** THE TASK **
Transcribe the data that follows, exactly and in full.

** Stored items **
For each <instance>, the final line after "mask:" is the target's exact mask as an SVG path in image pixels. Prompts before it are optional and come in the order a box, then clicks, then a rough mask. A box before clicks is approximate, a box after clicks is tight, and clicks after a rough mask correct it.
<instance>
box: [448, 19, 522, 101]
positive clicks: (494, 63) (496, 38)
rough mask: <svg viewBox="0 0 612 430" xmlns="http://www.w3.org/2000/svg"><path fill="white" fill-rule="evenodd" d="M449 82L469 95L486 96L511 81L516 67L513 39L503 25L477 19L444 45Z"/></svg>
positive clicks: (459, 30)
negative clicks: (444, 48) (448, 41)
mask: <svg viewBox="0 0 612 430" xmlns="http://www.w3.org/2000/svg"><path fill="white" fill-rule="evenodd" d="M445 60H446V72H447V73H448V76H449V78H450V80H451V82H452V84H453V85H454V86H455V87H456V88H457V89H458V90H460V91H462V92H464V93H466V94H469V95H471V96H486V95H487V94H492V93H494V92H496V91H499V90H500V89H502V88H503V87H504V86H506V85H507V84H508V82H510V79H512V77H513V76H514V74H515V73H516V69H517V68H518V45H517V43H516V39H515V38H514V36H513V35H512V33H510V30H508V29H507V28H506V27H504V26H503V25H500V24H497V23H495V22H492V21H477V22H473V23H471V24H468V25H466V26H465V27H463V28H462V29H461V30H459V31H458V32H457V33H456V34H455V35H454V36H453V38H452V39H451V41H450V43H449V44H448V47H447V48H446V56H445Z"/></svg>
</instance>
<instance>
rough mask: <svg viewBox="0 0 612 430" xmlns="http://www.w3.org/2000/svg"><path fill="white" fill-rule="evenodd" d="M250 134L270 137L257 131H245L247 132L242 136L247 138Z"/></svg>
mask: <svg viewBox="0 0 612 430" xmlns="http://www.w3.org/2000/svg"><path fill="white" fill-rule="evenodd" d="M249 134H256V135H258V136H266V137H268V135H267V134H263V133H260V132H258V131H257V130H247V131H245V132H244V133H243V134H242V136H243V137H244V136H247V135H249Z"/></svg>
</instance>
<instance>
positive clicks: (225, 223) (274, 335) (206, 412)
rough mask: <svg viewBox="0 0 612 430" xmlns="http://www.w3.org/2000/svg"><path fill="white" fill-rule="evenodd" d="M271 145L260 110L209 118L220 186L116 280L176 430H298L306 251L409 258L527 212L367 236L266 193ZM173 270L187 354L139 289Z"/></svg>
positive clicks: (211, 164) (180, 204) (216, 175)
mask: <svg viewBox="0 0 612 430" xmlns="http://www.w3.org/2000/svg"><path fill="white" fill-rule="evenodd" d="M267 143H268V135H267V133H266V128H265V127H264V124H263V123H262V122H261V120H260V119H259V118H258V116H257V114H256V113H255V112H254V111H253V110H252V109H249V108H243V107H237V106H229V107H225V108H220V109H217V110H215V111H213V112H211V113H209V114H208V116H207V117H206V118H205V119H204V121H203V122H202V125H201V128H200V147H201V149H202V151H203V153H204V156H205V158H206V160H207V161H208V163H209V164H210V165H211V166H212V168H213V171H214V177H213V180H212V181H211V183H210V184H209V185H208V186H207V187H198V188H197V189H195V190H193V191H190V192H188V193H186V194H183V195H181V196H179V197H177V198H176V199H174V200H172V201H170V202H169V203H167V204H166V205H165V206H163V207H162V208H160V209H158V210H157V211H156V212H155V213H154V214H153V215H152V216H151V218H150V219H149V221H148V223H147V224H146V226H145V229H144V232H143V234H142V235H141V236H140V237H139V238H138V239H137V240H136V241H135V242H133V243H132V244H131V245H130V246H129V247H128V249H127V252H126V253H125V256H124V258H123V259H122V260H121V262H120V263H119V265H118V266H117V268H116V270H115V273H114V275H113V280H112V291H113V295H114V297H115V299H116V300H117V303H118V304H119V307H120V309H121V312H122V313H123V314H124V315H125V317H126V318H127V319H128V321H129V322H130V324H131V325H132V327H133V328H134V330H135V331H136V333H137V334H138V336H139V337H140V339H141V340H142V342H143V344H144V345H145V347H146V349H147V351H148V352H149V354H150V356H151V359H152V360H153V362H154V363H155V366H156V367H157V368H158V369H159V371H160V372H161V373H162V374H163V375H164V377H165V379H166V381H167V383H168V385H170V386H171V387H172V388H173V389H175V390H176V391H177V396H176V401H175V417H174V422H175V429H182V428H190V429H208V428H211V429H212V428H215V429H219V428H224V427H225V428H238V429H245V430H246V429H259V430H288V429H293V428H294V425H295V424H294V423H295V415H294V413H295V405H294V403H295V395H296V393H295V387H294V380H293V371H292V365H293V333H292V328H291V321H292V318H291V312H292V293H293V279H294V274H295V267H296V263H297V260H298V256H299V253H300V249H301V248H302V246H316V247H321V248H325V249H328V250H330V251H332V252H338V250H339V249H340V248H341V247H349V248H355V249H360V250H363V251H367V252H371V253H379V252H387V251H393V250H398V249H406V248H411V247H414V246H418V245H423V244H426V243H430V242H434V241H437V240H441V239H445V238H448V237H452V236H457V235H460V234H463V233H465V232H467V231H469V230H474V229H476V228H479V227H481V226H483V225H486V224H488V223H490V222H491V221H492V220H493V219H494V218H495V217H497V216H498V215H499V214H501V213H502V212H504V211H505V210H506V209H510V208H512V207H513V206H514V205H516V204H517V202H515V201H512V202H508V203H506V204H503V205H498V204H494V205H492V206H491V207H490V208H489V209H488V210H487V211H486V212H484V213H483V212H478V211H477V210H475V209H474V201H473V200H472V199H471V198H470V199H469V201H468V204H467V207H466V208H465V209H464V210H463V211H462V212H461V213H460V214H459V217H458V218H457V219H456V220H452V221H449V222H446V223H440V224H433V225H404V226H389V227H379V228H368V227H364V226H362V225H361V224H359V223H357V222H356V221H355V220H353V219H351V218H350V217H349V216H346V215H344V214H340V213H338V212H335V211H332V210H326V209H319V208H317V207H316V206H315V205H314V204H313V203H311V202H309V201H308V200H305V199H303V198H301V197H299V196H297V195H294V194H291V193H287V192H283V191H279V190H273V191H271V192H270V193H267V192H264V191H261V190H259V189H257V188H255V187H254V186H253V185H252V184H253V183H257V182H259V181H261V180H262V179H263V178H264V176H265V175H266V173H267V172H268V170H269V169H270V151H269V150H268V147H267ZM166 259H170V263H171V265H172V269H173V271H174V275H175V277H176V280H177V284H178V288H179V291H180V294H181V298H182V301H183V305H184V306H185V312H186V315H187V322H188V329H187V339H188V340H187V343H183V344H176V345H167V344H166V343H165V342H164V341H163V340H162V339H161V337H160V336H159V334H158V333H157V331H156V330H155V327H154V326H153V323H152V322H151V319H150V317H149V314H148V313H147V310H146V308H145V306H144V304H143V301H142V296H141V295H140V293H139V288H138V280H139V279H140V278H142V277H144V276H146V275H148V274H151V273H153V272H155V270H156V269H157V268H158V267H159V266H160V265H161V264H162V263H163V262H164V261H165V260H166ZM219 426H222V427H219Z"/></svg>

** RESULT OF THE TASK **
For each <instance>, the final line after "mask:" is the target's exact mask as an SVG path in image pixels. Prompts before it are optional and come in the order a box, then clicks, then a rough mask. A box before clicks is approximate, a box after clicks is tight, and clicks after a rough mask correct it.
<instance>
box: [448, 19, 522, 101]
positive clicks: (494, 63) (496, 38)
rough mask: <svg viewBox="0 0 612 430" xmlns="http://www.w3.org/2000/svg"><path fill="white" fill-rule="evenodd" d="M449 82L469 95L486 96L511 81L516 67L513 39L503 25L477 19L444 45Z"/></svg>
positive clicks: (459, 30)
negative clicks: (444, 48) (448, 41)
mask: <svg viewBox="0 0 612 430" xmlns="http://www.w3.org/2000/svg"><path fill="white" fill-rule="evenodd" d="M445 60H446V72H447V73H448V76H449V78H450V80H451V82H452V84H453V85H454V86H455V87H456V88H457V89H458V90H460V91H462V92H464V93H466V94H469V95H471V96H486V95H487V94H492V93H494V92H496V91H499V90H500V89H502V88H503V87H504V86H506V85H507V84H508V82H510V79H512V77H513V76H514V74H515V73H516V69H517V68H518V45H517V43H516V39H515V38H514V36H513V35H512V33H510V30H508V29H507V28H506V27H504V26H503V25H500V24H497V23H495V22H492V21H477V22H473V23H471V24H468V25H466V26H465V27H463V28H462V29H461V30H459V31H458V32H457V33H456V34H455V35H454V36H453V38H452V39H451V41H450V43H449V44H448V47H447V48H446V56H445Z"/></svg>
</instance>
<instance>
rough mask: <svg viewBox="0 0 612 430" xmlns="http://www.w3.org/2000/svg"><path fill="white" fill-rule="evenodd" d="M250 134L270 137L257 131H245L247 132L242 136L247 138Z"/></svg>
mask: <svg viewBox="0 0 612 430" xmlns="http://www.w3.org/2000/svg"><path fill="white" fill-rule="evenodd" d="M249 134H256V135H258V136H266V137H268V135H267V134H263V133H260V132H258V131H257V130H247V131H245V132H244V133H243V134H242V136H243V137H244V136H247V135H249Z"/></svg>
</instance>
<instance>
positive clicks: (225, 223) (274, 335) (206, 412)
rough mask: <svg viewBox="0 0 612 430" xmlns="http://www.w3.org/2000/svg"><path fill="white" fill-rule="evenodd" d="M271 145L260 110L209 118L220 186L116 280L176 430H298L306 251L409 258L527 212L367 236L266 193ZM173 270L187 354L139 289Z"/></svg>
positive clicks: (211, 164) (180, 204) (216, 175)
mask: <svg viewBox="0 0 612 430" xmlns="http://www.w3.org/2000/svg"><path fill="white" fill-rule="evenodd" d="M267 143H268V135H267V133H266V128H265V127H264V124H263V123H262V122H261V120H260V119H259V118H258V116H257V114H256V113H255V112H254V111H253V110H252V109H249V108H243V107H237V106H229V107H225V108H220V109H217V110H215V111H213V112H211V113H209V114H208V116H207V117H206V118H205V119H204V121H203V122H202V125H201V128H200V147H201V149H202V151H203V153H204V156H205V158H206V160H207V161H208V163H209V164H210V165H211V166H212V168H213V171H214V177H213V180H212V181H211V183H210V184H209V185H208V186H207V187H198V188H197V189H195V190H193V191H190V192H188V193H186V194H183V195H181V196H179V197H177V198H176V199H174V200H172V201H170V202H169V203H167V204H166V205H165V206H163V207H162V208H160V209H158V210H157V211H156V212H155V213H154V214H153V215H152V216H151V218H150V219H149V221H148V223H147V224H146V226H145V229H144V232H143V234H142V235H141V236H140V237H139V238H138V239H137V240H136V241H135V242H133V243H132V244H131V245H130V246H129V247H128V249H127V252H126V253H125V256H124V258H123V259H122V260H121V262H120V263H119V265H118V266H117V268H116V270H115V273H114V275H113V280H112V291H113V295H114V297H115V299H116V300H117V303H118V304H119V307H120V309H121V312H122V313H123V314H124V315H125V317H126V318H127V319H128V321H129V322H130V324H131V325H132V327H133V328H134V330H135V331H136V333H137V334H138V336H139V337H140V339H141V340H142V342H143V344H144V345H145V347H146V349H147V351H148V352H149V354H150V356H151V359H152V360H153V362H154V363H155V366H156V367H157V368H158V369H159V371H160V372H161V373H162V374H163V375H164V377H165V379H166V381H167V383H168V385H170V386H171V387H172V388H173V389H175V390H176V391H177V396H176V401H175V417H174V422H175V429H182V428H190V429H208V428H211V429H212V428H215V429H219V428H224V427H225V428H238V429H245V430H246V429H259V430H288V429H293V428H294V425H295V424H294V423H295V415H294V413H295V405H294V403H295V395H296V393H295V387H294V380H293V371H292V365H293V333H292V328H291V321H292V318H291V312H292V293H293V279H294V274H295V267H296V263H297V260H298V256H299V253H300V249H301V248H302V246H316V247H321V248H325V249H328V250H330V251H332V252H338V250H339V249H340V248H341V247H349V248H355V249H360V250H363V251H367V252H371V253H379V252H387V251H393V250H398V249H406V248H411V247H414V246H418V245H423V244H426V243H430V242H434V241H437V240H441V239H445V238H448V237H452V236H457V235H460V234H463V233H465V232H467V231H469V230H474V229H476V228H479V227H481V226H483V225H486V224H488V223H490V222H491V221H492V220H493V219H494V218H495V217H497V216H498V215H499V214H501V213H502V212H504V211H505V210H506V209H510V208H512V207H513V206H514V205H516V204H517V202H515V201H512V202H508V203H506V204H503V205H498V204H494V205H492V206H491V207H490V208H489V209H488V210H487V211H486V212H484V213H483V212H478V211H477V210H475V209H474V201H473V200H472V199H471V198H470V199H469V201H468V204H467V207H466V208H465V209H464V210H463V211H462V212H461V213H460V214H459V217H458V218H457V219H456V220H452V221H449V222H446V223H440V224H433V225H404V226H389V227H379V228H368V227H364V226H362V225H361V224H359V223H357V222H356V221H355V220H353V219H351V218H350V217H349V216H346V215H344V214H340V213H338V212H335V211H332V210H326V209H319V208H317V207H316V206H315V205H314V204H313V203H311V202H309V201H308V200H305V199H303V198H301V197H299V196H297V195H294V194H291V193H287V192H283V191H279V190H273V191H271V192H270V193H267V192H264V191H261V190H259V189H257V188H255V187H254V186H253V185H252V184H253V183H257V182H259V181H261V180H262V179H263V178H264V176H265V175H266V173H267V172H268V170H269V169H270V151H269V150H268V147H267ZM166 259H170V263H171V265H172V269H173V271H174V275H175V277H176V280H177V284H178V288H179V291H180V294H181V298H182V301H183V305H184V306H185V312H186V315H187V322H188V329H187V339H188V340H187V343H183V344H176V345H167V344H166V343H165V342H164V341H163V340H162V339H161V337H160V336H159V334H158V333H157V331H156V330H155V327H154V326H153V323H152V322H151V319H150V317H149V314H148V313H147V310H146V308H145V306H144V304H143V301H142V296H141V295H140V293H139V288H138V280H139V279H140V278H142V277H144V276H146V275H148V274H151V273H153V272H155V270H156V269H157V268H158V267H159V266H160V265H161V264H162V263H163V262H164V261H165V260H166ZM219 426H222V427H219Z"/></svg>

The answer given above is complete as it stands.